§ TASK
Take the line containing "Keep to two rules. Tag each instance of the tan" and every line after it to the end of the records, and copy them exactly, leaving out pictures.

Data listing

◇ ◇ ◇ ◇

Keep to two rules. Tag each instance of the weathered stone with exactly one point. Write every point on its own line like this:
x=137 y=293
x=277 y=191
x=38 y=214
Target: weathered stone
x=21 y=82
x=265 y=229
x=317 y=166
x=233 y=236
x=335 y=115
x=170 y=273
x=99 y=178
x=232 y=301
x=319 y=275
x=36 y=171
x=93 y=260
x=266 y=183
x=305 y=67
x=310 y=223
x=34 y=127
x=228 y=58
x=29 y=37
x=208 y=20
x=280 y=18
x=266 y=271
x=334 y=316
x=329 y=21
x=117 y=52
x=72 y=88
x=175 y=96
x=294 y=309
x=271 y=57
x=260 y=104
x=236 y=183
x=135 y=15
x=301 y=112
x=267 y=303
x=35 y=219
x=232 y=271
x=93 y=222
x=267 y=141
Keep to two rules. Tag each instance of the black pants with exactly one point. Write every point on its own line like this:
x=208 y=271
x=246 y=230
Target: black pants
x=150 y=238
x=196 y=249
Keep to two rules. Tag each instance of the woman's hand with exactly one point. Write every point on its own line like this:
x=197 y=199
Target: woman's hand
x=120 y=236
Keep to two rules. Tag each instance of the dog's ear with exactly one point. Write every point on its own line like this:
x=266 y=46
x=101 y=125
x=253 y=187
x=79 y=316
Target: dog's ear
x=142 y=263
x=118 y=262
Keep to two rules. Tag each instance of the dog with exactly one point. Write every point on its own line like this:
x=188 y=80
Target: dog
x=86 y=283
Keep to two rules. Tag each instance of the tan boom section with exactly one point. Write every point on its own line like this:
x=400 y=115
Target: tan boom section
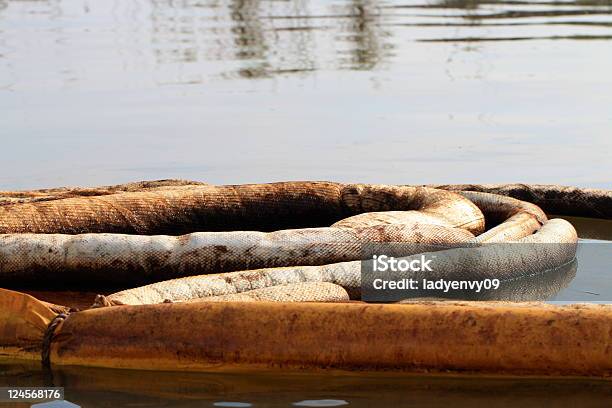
x=480 y=337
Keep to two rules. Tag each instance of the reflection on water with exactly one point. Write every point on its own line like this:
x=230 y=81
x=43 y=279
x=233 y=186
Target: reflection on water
x=268 y=37
x=92 y=387
x=234 y=91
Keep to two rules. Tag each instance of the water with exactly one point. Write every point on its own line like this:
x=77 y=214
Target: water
x=235 y=91
x=224 y=91
x=126 y=388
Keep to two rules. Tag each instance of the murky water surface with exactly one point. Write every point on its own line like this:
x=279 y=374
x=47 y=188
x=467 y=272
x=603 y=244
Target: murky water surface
x=234 y=91
x=126 y=388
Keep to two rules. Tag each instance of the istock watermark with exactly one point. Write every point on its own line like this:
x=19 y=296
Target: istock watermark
x=552 y=272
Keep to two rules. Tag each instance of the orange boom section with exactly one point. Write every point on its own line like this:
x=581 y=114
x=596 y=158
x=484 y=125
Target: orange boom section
x=479 y=337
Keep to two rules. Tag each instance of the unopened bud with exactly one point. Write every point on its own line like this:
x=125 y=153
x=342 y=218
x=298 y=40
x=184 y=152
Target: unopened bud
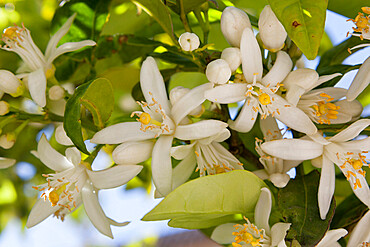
x=233 y=22
x=56 y=92
x=61 y=136
x=189 y=41
x=232 y=56
x=272 y=32
x=218 y=71
x=4 y=108
x=7 y=140
x=10 y=84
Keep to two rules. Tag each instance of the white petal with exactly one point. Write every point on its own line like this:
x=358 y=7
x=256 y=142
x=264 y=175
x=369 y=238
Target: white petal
x=228 y=93
x=199 y=130
x=351 y=131
x=161 y=165
x=278 y=232
x=133 y=152
x=233 y=22
x=361 y=80
x=37 y=86
x=122 y=132
x=293 y=149
x=279 y=71
x=189 y=102
x=54 y=40
x=361 y=232
x=94 y=210
x=251 y=56
x=152 y=84
x=114 y=176
x=223 y=234
x=73 y=155
x=182 y=172
x=246 y=118
x=331 y=237
x=68 y=47
x=40 y=211
x=262 y=210
x=50 y=157
x=5 y=162
x=326 y=186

◇ ◇ ◇ ◇

§ RESPONSE
Keep to two rules. Tag each instance of the tan boom section with exactly one point. Write every point on its own line like this:
x=400 y=115
Target: tan boom section
x=480 y=337
Keep to two rules. Tag each instance of the reflection on water with exactly one point. Write every point on its own line like this:
x=230 y=81
x=43 y=279
x=233 y=186
Target: reflection on water
x=268 y=37
x=92 y=387
x=234 y=91
Keep to two rules. Tag each instance of the water with exactly one point. Write every point on its own line like this:
x=77 y=214
Target: water
x=235 y=91
x=224 y=91
x=126 y=388
Keep to two rules. Tag each instance of the murky water surface with exactly one point. Write every point on its own line like this:
x=279 y=374
x=47 y=188
x=467 y=272
x=603 y=244
Target: murky water surface
x=234 y=91
x=126 y=388
Keep to two rules. Tag each instance of the istock watermark with exactly one point. Write every point on its own line like this:
x=19 y=296
Target: istock watermark
x=552 y=272
Keep to two rules. Tag each instance of the orange boom section with exactly one point. Write every point on its own line like this:
x=581 y=114
x=596 y=158
x=484 y=125
Target: orange boom section
x=479 y=337
Keep to two rules. Tag each instance of the unopened bud with exactly one point. Write every point on its own line like this:
x=125 y=153
x=342 y=218
x=298 y=40
x=184 y=152
Target: unopened bud
x=233 y=22
x=56 y=92
x=61 y=136
x=189 y=41
x=232 y=56
x=272 y=32
x=218 y=71
x=4 y=108
x=7 y=140
x=10 y=84
Keep to two rules. Tag each instance of the white petal with exactly one point. Write every point on its own line like this:
x=358 y=7
x=256 y=142
x=264 y=175
x=369 y=238
Target: white petal
x=228 y=93
x=199 y=130
x=351 y=131
x=161 y=165
x=278 y=232
x=133 y=152
x=233 y=22
x=361 y=80
x=37 y=86
x=122 y=132
x=293 y=149
x=279 y=71
x=189 y=102
x=54 y=40
x=361 y=232
x=94 y=210
x=251 y=56
x=152 y=84
x=114 y=176
x=223 y=234
x=73 y=155
x=182 y=172
x=246 y=118
x=331 y=237
x=68 y=47
x=40 y=211
x=262 y=210
x=50 y=157
x=5 y=162
x=326 y=186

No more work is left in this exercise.